● **Task goal**:
Reproduce verbatim the portion of the article on stimulus payments between "If suspect communications" and "line at 877-908-3360.", inclusive.

● **Document segment**:
____

The Internal Revenue Service (IRS) is calculating and sending stimulus payments to eligible individuals; however, some people might need to provide additional information to the IRS to get their money.
If you believe you’re due for a stimulus check and haven’t received it yet (either by mail or direct deposit), check the IRS’s Economic Impact Payment FAQ page. There you can figure out if you are indeed eligible and also see why you may not have received the check.
While we’re on the subject, remember to be weary (as always) of any phishing scams via text or postal mail about these (or any) government checks. From the Wall Street Journal:
Circulating schemes involve stimulus checks, airline refunds, charities, fines for breaking social-distancing rules, “mandatory” Covid-19 preparedness tests, unproven treatments and sales of in-demand supplies like masks or thermometers. Experts say the scams are designed to get you to take immediate action, more and more through texts and calls.
“The stress people are under during the pandemic opens up whole new emotional avenues for attackers to prey on,” says Chris Rothe, co-founder of security-threat-response firm Red Canary.
If suspect communications such as these come your way, remember not to respond (not even with “NO” or “STOP” or anything of that sort). To verify the contact, you can always contact the Manhattan District Attorney’s Office or reach out to the AARP’s fraud network help line at 877-908-3360.

____

● **Given data**:
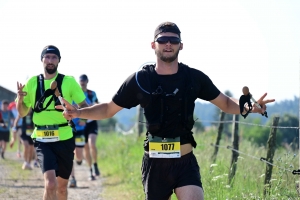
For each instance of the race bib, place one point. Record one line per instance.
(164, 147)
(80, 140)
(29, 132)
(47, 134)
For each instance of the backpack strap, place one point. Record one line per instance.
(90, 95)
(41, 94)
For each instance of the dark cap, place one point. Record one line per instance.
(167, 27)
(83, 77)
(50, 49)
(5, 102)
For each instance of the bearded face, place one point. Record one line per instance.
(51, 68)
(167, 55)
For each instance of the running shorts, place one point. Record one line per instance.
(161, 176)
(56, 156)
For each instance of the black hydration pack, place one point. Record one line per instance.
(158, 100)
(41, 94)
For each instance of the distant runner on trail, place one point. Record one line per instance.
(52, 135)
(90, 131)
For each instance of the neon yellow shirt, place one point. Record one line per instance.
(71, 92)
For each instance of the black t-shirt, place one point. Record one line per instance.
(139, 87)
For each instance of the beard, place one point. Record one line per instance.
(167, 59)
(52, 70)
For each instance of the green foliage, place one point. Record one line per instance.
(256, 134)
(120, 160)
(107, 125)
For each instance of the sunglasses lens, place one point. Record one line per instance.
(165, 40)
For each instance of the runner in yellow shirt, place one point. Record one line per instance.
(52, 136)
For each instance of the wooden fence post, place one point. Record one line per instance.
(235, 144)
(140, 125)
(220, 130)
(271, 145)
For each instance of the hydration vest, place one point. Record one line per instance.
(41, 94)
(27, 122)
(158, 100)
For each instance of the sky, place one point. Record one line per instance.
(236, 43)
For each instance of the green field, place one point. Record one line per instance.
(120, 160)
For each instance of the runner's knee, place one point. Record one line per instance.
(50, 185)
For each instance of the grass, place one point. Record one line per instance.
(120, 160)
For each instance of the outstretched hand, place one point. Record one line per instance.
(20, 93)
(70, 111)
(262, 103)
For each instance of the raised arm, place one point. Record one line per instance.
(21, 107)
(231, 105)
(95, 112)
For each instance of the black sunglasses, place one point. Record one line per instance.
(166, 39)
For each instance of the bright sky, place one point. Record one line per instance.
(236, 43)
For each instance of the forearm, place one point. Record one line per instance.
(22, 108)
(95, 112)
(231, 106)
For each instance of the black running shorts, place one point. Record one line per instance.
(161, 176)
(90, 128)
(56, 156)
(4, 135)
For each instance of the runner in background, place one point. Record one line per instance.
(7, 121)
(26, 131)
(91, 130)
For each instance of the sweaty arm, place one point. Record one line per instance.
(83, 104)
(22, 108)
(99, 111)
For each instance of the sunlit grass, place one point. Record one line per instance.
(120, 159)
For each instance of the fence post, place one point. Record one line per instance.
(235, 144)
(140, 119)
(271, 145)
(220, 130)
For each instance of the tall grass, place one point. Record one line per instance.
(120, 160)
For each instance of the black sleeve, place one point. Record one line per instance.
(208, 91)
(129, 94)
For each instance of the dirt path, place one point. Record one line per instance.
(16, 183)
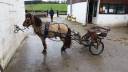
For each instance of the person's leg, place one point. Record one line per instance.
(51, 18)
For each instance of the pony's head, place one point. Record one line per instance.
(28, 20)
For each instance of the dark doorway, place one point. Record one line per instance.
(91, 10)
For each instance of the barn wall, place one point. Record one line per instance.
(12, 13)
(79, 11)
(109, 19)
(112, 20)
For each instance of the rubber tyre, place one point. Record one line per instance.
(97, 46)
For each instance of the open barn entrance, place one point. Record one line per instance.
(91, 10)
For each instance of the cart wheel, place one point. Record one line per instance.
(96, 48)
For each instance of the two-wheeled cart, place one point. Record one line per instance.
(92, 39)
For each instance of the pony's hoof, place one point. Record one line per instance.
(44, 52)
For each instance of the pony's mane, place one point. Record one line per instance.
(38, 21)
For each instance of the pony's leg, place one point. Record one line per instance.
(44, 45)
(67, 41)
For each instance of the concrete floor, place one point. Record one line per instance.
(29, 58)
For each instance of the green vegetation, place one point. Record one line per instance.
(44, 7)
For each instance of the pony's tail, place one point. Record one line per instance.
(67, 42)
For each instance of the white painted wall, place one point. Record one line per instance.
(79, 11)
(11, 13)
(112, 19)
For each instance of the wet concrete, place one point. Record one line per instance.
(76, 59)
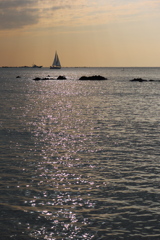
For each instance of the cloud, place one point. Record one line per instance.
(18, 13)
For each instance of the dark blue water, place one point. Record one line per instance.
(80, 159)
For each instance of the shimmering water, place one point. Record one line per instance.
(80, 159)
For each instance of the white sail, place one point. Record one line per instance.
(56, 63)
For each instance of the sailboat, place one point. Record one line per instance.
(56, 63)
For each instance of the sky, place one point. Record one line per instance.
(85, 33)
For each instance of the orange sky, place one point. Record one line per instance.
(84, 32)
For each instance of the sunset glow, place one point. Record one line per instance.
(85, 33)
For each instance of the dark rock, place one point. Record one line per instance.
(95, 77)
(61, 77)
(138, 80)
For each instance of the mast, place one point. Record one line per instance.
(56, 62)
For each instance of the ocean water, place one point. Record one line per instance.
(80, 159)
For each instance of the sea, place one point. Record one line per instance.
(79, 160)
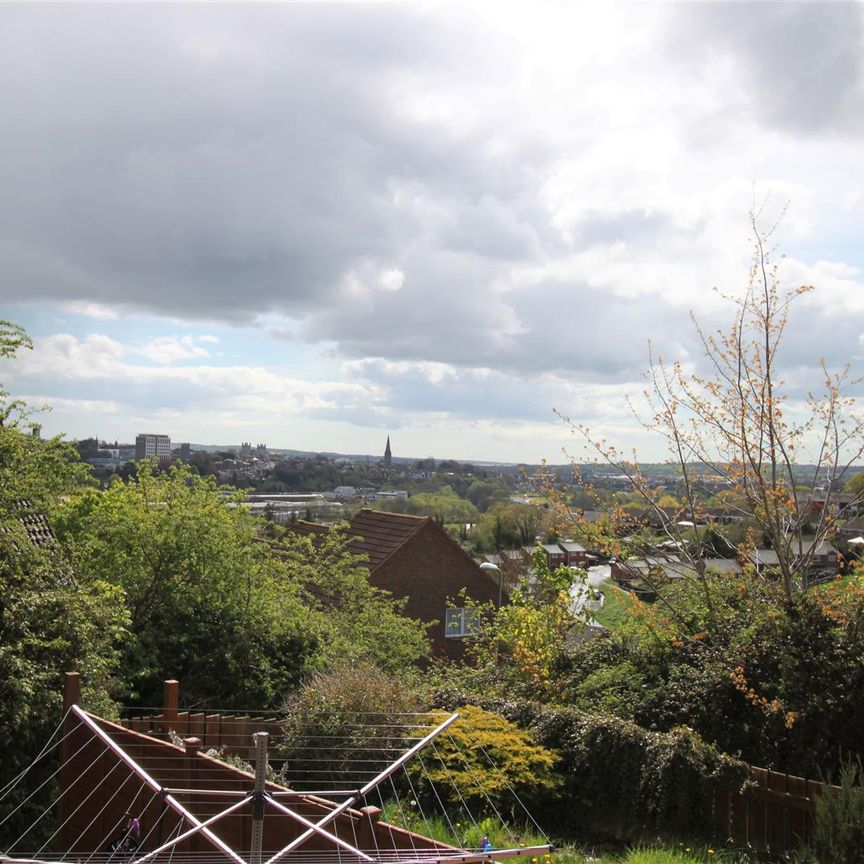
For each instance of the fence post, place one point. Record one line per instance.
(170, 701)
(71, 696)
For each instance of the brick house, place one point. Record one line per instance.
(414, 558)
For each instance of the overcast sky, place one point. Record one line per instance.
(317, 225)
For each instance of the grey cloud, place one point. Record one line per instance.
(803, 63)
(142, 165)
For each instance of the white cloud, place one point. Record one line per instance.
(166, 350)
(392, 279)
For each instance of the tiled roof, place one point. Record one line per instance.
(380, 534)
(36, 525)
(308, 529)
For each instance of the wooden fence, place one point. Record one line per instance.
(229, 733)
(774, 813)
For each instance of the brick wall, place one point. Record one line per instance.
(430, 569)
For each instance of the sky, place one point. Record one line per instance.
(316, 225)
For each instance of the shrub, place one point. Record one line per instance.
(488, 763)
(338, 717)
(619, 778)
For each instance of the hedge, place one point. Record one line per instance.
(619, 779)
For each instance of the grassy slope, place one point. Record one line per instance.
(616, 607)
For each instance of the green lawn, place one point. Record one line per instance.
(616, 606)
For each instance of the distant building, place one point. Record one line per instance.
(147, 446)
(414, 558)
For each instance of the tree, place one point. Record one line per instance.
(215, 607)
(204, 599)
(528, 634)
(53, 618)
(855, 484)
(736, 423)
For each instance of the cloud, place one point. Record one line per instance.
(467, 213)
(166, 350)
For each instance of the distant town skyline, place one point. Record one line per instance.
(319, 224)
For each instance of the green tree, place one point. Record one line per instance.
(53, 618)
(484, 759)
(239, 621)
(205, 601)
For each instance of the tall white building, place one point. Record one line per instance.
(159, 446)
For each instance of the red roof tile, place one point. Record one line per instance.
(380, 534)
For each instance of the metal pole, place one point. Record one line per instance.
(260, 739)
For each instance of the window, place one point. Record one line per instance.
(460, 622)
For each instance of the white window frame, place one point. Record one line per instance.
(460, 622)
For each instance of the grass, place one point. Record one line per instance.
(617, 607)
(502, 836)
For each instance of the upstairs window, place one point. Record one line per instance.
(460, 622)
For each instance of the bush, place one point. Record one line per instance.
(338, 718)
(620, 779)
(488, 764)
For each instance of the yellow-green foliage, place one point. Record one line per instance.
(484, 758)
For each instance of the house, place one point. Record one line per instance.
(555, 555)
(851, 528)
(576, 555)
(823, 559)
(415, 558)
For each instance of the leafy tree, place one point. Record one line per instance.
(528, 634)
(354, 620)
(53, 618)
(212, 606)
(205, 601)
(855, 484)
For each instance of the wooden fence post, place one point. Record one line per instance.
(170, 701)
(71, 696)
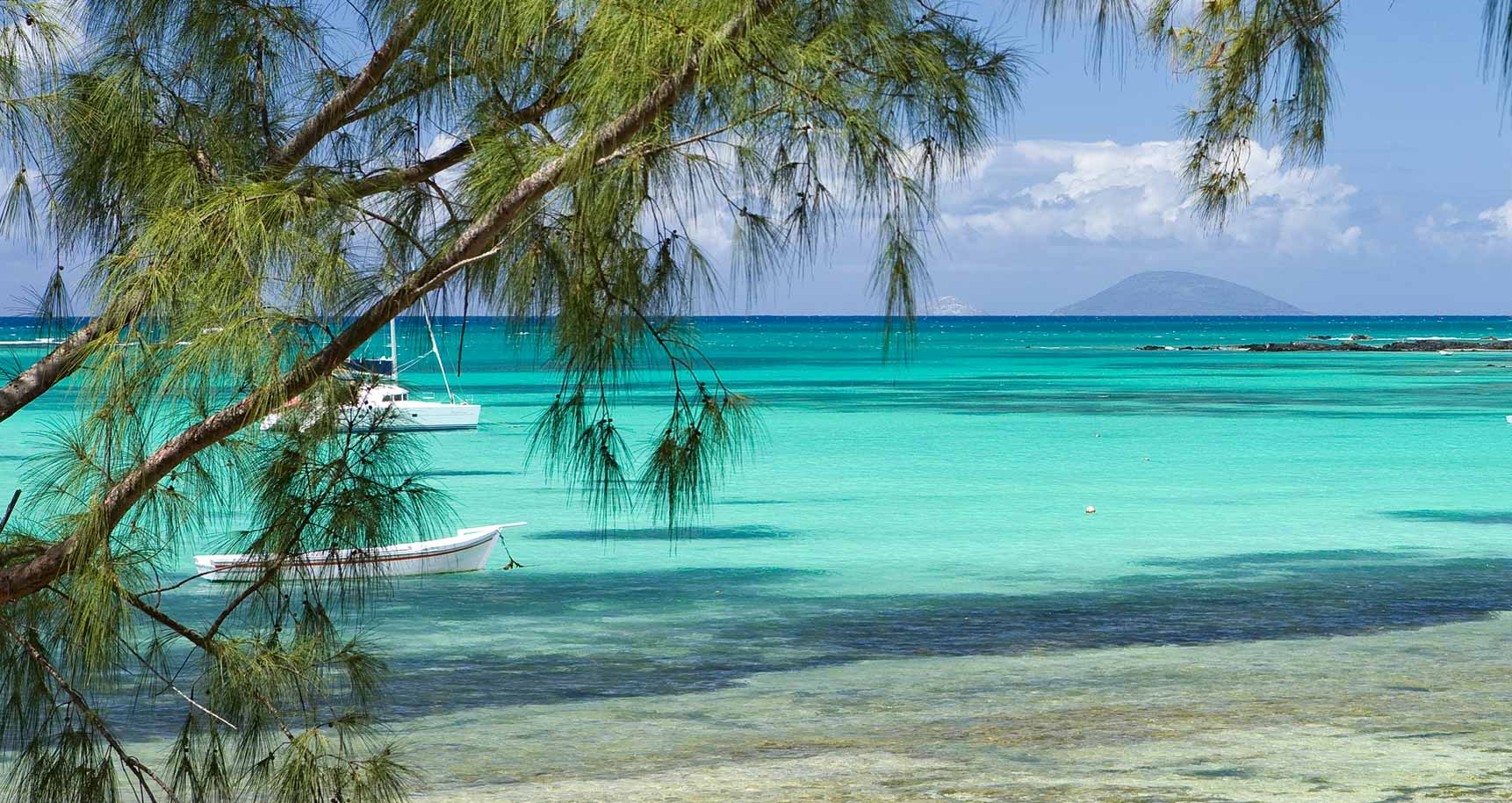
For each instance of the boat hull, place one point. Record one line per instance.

____

● **Answer below**:
If suspect communications such as these come your way, remember not to respond (not even with “NO” or “STOP” or anything of that sort). To verify the contact, you can always contact the Manhattan District Attorney’s Office or reach out to the AARP’s fraud network help line at 877-908-3360.